▶ What to do: According to the excerpt on temporal thickness, why will a system with a thick temporal model select actions that minimize expected surprise? Answer in one to three sentences.

As a result of the arrow of time, systems that can grasp the impact of their future actions must necessarily have a temporal thickness. They must have internal models of themselves and the world that allow them to make predictions about things that have not and might not actually happen. Such models can be thicker and thinner, deeper or shallower, depending on how far forward they predict, as well as how far back they postdict, that is, whether they can capture how things might have ended up if they had acted differently. Systems with deeper temporal structures will be better at inferring the counterfactual consequences of their actions. The neuroscientist Anil Seth calls this counterfactual depth.
So if a system has a thick temporal model, what actions will it infer or select? The answer is simple: it will minimise the expected surprise following an action. The proof follows by reductio ad absurdum from what we already know: existence itself entails minimising surprise and self-evidencing. How do systems minimise expected surprises, in practice? First, they act in order to reduce uncertainties, that is, to avoid possible surprises in the future (such as being cold, hungry or dead). Nearly all our behaviour can be understood in terms of such uncertainty-minimising drives – from the reflexive withdrawal from noxious stimuli (such as dropping a hot plate) to epistemic foraging for salient visual information when watching television or driving. Second, the actions of such systems upon the world appear to be endowed with a purpose, which is the purpose of minimising not-yet-actual, but possible, surprises.
We might call this kind of system an agent or a self: something that engages in proactive, purposeful inference about its own future, based on a thick model of time.”

▶ Provided information:
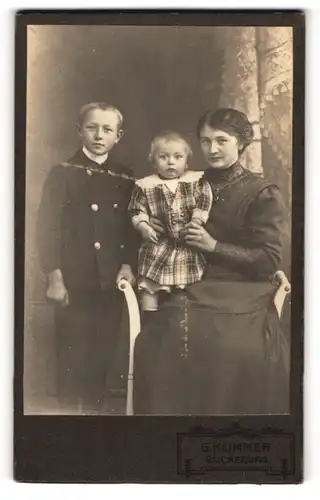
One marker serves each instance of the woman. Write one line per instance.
(217, 347)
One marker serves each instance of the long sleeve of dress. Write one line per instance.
(204, 197)
(132, 238)
(53, 201)
(261, 252)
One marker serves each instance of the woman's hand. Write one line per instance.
(57, 291)
(196, 236)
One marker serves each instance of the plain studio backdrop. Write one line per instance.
(160, 78)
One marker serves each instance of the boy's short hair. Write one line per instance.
(99, 105)
(168, 136)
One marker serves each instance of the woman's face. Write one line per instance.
(220, 149)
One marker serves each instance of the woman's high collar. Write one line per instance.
(218, 175)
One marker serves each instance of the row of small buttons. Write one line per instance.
(97, 245)
(95, 207)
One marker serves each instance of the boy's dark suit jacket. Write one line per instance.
(84, 230)
(83, 224)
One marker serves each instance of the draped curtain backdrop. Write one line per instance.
(160, 77)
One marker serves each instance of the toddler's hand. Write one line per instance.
(147, 232)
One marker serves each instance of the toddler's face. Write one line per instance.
(99, 131)
(170, 159)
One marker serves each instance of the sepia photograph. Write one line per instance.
(158, 212)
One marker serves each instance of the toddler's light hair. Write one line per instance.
(168, 136)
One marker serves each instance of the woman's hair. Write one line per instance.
(168, 136)
(229, 120)
(99, 105)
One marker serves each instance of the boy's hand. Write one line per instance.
(56, 290)
(147, 232)
(126, 273)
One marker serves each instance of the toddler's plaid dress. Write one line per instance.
(170, 262)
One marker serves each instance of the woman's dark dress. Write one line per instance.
(217, 348)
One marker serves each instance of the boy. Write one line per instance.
(86, 244)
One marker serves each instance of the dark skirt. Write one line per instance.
(215, 349)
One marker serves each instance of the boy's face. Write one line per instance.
(99, 131)
(170, 159)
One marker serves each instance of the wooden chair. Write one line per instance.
(279, 278)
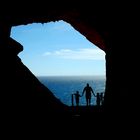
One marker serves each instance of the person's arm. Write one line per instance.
(93, 92)
(83, 91)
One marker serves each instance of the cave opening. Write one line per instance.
(61, 58)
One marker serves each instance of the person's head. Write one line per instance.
(97, 93)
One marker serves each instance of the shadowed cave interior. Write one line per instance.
(22, 91)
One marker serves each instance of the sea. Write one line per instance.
(64, 86)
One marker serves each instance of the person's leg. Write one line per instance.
(87, 101)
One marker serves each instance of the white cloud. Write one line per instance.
(79, 54)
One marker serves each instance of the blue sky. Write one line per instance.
(56, 48)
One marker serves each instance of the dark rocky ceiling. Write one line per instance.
(91, 20)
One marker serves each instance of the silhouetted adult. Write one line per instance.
(88, 91)
(98, 99)
(77, 95)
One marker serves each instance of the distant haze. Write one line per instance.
(56, 48)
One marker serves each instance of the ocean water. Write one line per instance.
(64, 86)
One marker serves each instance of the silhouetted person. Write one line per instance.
(88, 91)
(77, 95)
(98, 99)
(101, 98)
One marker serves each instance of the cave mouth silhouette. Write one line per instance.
(38, 46)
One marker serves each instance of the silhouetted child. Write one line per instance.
(77, 95)
(101, 98)
(98, 99)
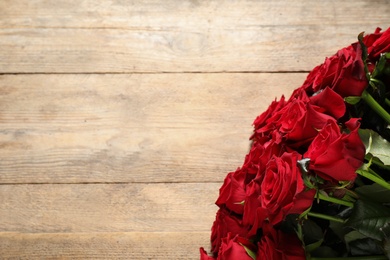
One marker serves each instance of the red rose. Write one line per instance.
(279, 192)
(329, 102)
(281, 186)
(260, 121)
(232, 247)
(276, 245)
(295, 124)
(335, 155)
(340, 72)
(204, 255)
(232, 192)
(380, 44)
(223, 224)
(261, 151)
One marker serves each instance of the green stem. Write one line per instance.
(381, 165)
(334, 200)
(326, 217)
(374, 178)
(375, 106)
(387, 101)
(351, 258)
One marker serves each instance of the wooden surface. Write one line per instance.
(120, 119)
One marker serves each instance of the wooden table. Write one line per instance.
(120, 119)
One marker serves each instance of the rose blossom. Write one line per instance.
(281, 187)
(335, 155)
(295, 124)
(232, 247)
(280, 192)
(340, 72)
(276, 245)
(224, 223)
(232, 192)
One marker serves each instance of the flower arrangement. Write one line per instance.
(315, 183)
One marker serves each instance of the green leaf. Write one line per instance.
(310, 248)
(374, 192)
(380, 65)
(376, 145)
(386, 243)
(364, 247)
(364, 54)
(353, 100)
(369, 218)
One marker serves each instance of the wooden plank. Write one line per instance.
(138, 245)
(192, 15)
(81, 208)
(172, 36)
(260, 48)
(130, 128)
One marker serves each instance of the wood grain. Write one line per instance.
(130, 245)
(260, 49)
(192, 15)
(209, 36)
(130, 128)
(120, 119)
(80, 208)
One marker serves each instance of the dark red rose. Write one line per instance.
(254, 214)
(260, 153)
(204, 255)
(381, 44)
(225, 223)
(335, 155)
(343, 72)
(295, 124)
(281, 186)
(275, 106)
(276, 245)
(329, 102)
(232, 193)
(232, 247)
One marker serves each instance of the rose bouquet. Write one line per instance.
(315, 183)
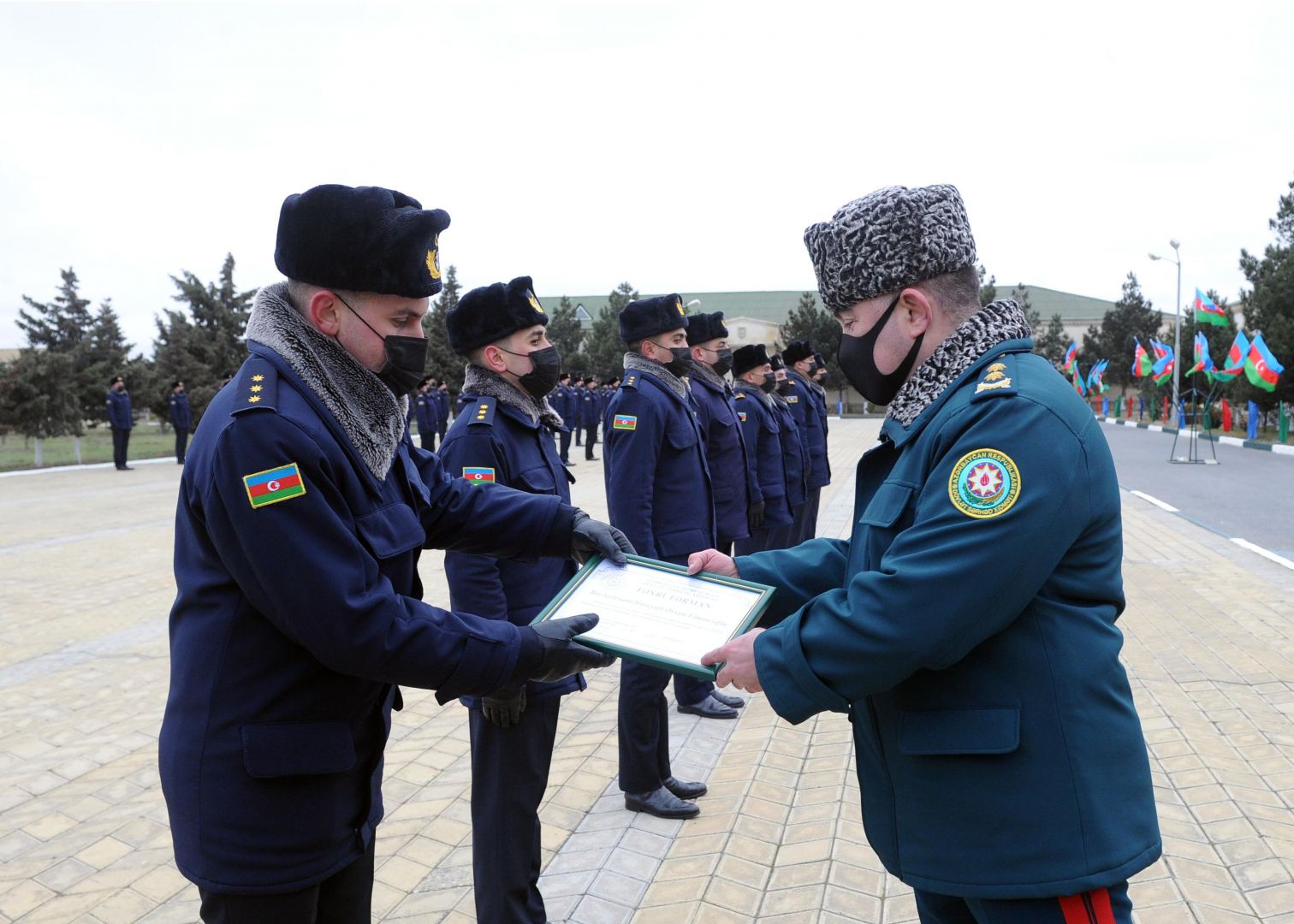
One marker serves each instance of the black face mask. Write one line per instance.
(858, 363)
(545, 368)
(407, 358)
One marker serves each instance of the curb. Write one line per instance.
(1276, 448)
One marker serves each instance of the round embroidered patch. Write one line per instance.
(983, 483)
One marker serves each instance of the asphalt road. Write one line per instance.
(1248, 495)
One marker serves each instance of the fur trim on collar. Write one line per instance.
(371, 416)
(994, 323)
(641, 364)
(487, 382)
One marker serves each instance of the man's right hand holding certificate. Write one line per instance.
(738, 655)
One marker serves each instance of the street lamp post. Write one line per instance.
(1177, 321)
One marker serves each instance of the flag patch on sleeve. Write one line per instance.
(273, 485)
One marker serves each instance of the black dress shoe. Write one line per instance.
(735, 702)
(685, 790)
(660, 803)
(708, 708)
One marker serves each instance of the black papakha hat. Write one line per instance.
(796, 351)
(360, 239)
(492, 312)
(647, 317)
(750, 358)
(705, 328)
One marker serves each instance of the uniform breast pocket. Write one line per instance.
(391, 530)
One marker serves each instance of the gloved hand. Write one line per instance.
(505, 707)
(563, 656)
(589, 536)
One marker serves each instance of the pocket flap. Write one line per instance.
(391, 530)
(994, 730)
(297, 749)
(887, 505)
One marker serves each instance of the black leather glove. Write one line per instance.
(563, 656)
(505, 707)
(591, 536)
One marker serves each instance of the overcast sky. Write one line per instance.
(682, 146)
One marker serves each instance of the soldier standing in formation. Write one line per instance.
(506, 438)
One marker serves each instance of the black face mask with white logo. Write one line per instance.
(857, 358)
(407, 358)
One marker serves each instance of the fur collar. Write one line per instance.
(641, 364)
(994, 323)
(369, 414)
(487, 382)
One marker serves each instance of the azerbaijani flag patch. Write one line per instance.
(479, 475)
(273, 485)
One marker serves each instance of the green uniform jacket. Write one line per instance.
(967, 626)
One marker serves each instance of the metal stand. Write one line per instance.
(1193, 456)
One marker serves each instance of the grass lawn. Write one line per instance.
(146, 441)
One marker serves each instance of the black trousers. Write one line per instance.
(510, 772)
(644, 727)
(341, 898)
(121, 438)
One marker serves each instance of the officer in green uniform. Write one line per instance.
(968, 624)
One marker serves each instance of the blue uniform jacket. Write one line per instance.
(657, 482)
(763, 431)
(795, 457)
(804, 406)
(500, 443)
(726, 457)
(119, 409)
(295, 620)
(967, 626)
(181, 418)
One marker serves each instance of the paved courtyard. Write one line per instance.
(86, 585)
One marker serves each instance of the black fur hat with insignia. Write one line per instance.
(490, 313)
(649, 317)
(745, 358)
(705, 328)
(360, 239)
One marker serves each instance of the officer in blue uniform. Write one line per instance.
(121, 419)
(968, 624)
(506, 438)
(302, 512)
(795, 457)
(181, 419)
(659, 494)
(803, 400)
(753, 385)
(424, 413)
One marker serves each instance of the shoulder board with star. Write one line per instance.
(480, 411)
(255, 386)
(998, 378)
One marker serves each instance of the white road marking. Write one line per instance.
(1264, 553)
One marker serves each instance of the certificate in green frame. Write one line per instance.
(654, 613)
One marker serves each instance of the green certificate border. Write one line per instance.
(761, 597)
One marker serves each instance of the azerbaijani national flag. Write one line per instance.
(1142, 361)
(1261, 366)
(1069, 358)
(273, 485)
(1206, 312)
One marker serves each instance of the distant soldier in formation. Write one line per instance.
(121, 419)
(181, 419)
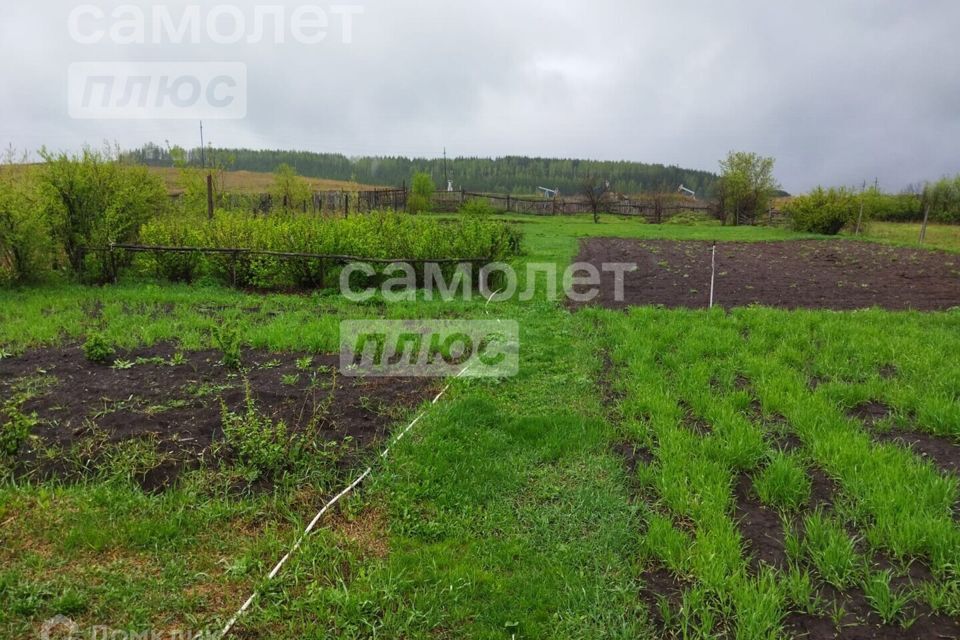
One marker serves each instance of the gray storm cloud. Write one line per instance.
(838, 92)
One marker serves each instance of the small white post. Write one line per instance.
(713, 272)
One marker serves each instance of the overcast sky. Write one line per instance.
(838, 92)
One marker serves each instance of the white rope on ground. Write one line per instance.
(713, 272)
(333, 501)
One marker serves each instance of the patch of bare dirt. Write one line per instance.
(813, 274)
(175, 403)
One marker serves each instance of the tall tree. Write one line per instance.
(746, 186)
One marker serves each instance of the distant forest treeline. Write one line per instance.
(511, 174)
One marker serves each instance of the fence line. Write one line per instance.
(341, 202)
(324, 260)
(138, 248)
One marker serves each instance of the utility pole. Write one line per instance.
(203, 165)
(860, 217)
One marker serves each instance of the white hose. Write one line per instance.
(316, 519)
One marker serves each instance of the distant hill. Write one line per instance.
(510, 174)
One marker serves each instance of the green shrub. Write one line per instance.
(93, 201)
(255, 439)
(173, 231)
(226, 336)
(479, 207)
(26, 249)
(823, 211)
(381, 234)
(290, 191)
(97, 349)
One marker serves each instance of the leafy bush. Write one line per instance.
(93, 201)
(227, 338)
(421, 191)
(173, 231)
(256, 440)
(26, 249)
(386, 234)
(290, 191)
(823, 211)
(97, 349)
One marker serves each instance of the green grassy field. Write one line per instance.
(510, 511)
(939, 236)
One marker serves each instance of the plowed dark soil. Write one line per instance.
(179, 405)
(814, 274)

▶ Correct answer: The excerpt argues this by reductio ad absurdum from something already established: existence itself entails minimizing surprise and self-evidencing. So a system with a thick temporal model will choose actions that minimize the surprise expected to follow them.